For all of our global leaders’ struggles in reaching quantifiable benchmarks towards reducing greenhouse gas emissions, at the very least we can find encouragement in the establishment of an ongoing discussion to work towards greenhouse-gas emissions mandates. As evidenced in the recent Gleneagles Dialogue as well as the Asia-Pacific Economic Conference meetings, significant time and energy are being devoted towards understanding climate change and its solidifying scientific consensus than the initial Kyoto talks a decade ago.
While our current world leaders concentrate on the next chapter of countervailing global climate change and focus on a new framework to replace the Kyoto Agreement set to expire in 2012, however, they would also do well by focusing not only on the instruments of destruction but also the very people that their instruments are already affecting.
Where it is true that the United States and Western Europe account for over 66 percent of the world’s CO2 emissions while African states account for less than 3 percent, it is these relatively poor nations that must bear the physical brunt of the burden of climate change. Let’s call this the inverse climate change law: The populations that contribute least to the epidemic of global warming are also those most vulnerable to its adverse effects.
|---|
* _WHAT YOU WILL DO_:
**A)** In the passage on climate change, what share of the world's CO2 emissions do African states account for?
**B)** Continue the passage on climate change from its last sentence.
The items come from a different source than the passage on climate change.

* _STORED DATA_:
|---|
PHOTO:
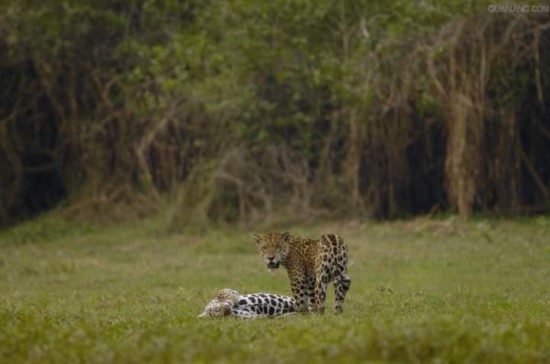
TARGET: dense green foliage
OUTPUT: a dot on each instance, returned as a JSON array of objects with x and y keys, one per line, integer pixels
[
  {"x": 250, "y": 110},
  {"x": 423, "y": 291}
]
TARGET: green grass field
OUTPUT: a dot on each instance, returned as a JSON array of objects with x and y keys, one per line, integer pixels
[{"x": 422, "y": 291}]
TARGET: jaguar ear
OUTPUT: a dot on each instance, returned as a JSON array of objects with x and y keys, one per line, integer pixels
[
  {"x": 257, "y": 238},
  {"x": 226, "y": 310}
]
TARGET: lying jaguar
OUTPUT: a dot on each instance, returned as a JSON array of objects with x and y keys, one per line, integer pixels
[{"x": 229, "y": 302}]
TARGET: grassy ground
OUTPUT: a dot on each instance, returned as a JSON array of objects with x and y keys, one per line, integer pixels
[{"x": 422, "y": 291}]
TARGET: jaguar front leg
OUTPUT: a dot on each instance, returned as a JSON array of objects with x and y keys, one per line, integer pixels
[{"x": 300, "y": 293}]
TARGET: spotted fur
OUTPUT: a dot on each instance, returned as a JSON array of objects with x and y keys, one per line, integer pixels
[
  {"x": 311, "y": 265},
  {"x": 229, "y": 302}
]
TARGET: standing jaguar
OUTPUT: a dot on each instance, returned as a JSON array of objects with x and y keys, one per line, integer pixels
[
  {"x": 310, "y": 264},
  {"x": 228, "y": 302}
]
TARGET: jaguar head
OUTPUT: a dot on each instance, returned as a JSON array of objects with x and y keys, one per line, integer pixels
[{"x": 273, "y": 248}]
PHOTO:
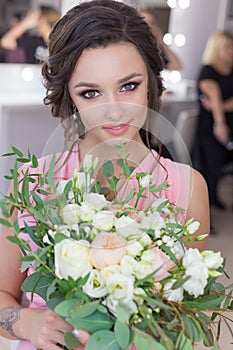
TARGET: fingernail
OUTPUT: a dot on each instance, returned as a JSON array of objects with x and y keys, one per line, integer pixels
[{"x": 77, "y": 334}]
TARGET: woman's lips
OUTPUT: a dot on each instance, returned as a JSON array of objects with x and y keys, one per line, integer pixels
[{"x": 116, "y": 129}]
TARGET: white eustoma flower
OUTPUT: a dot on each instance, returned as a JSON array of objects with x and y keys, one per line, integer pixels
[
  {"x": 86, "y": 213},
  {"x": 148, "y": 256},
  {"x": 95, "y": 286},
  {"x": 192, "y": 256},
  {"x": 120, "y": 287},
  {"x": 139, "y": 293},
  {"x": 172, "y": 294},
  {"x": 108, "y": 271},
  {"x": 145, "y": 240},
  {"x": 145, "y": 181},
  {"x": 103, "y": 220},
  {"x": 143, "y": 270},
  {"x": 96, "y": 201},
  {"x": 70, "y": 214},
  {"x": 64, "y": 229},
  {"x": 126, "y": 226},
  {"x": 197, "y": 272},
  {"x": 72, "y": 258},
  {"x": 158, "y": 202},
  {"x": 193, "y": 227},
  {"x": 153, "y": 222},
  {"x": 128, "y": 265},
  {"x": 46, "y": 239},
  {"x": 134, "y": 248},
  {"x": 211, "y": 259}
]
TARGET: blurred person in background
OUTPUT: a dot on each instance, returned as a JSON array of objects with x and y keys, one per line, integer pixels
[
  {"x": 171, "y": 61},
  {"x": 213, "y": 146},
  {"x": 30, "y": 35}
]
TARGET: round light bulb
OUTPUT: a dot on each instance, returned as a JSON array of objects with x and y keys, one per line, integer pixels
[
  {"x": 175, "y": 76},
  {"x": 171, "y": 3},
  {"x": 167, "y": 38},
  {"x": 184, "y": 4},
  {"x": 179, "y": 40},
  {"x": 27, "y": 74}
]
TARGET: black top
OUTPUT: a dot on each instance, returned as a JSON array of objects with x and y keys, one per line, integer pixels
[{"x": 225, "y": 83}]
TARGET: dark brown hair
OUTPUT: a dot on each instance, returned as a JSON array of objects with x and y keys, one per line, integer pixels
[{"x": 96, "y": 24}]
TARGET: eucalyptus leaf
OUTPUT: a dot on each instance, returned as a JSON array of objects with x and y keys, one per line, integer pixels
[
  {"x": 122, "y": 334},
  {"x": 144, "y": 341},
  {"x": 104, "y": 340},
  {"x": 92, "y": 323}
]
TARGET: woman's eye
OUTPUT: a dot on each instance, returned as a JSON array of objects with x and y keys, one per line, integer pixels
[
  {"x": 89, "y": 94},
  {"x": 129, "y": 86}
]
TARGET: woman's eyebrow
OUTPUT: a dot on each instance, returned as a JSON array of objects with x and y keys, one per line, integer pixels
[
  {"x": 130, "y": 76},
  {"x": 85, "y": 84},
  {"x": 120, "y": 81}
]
|---|
* _ANSWER SECTION_:
**A)** Less than 3 percent.

**B)**
Part of this reason is because of the immense wealth possessed by powerful, first-world countries, insulating them from immediate impact despite their status as the world’s biggest culprits. For instance, diminishing fresh water supplies are offset by expensive desalination plants; rising sea levels are compensated by flood barriers; and government agencies are able to introduce incentives and investment towards the growth of new crops more suitable to warmer climates and changing soil types. Another significant reason stems from the fact that most of the developing world already lies in geographic locations greatly at risk to extreme weather such as heat waves and floods that climate change exacerbates even more. As temperatures rise and river deltas flood even more drastically, adverse affects can lead to mass population migration, depleting fish stocks and crop failure. Research recently presented at the British Association’s Festival of Science warns that an extra 50 million people will be at risk of hunger by 2050 due to climate change projections, with the vast majority of these individuals in Africa. Furthermore, recent studies published in the journal Nature indicate correlations between climate change and incidences of malaria and dengue fever, with the former disease already claiming the life of one African child every 30 seconds.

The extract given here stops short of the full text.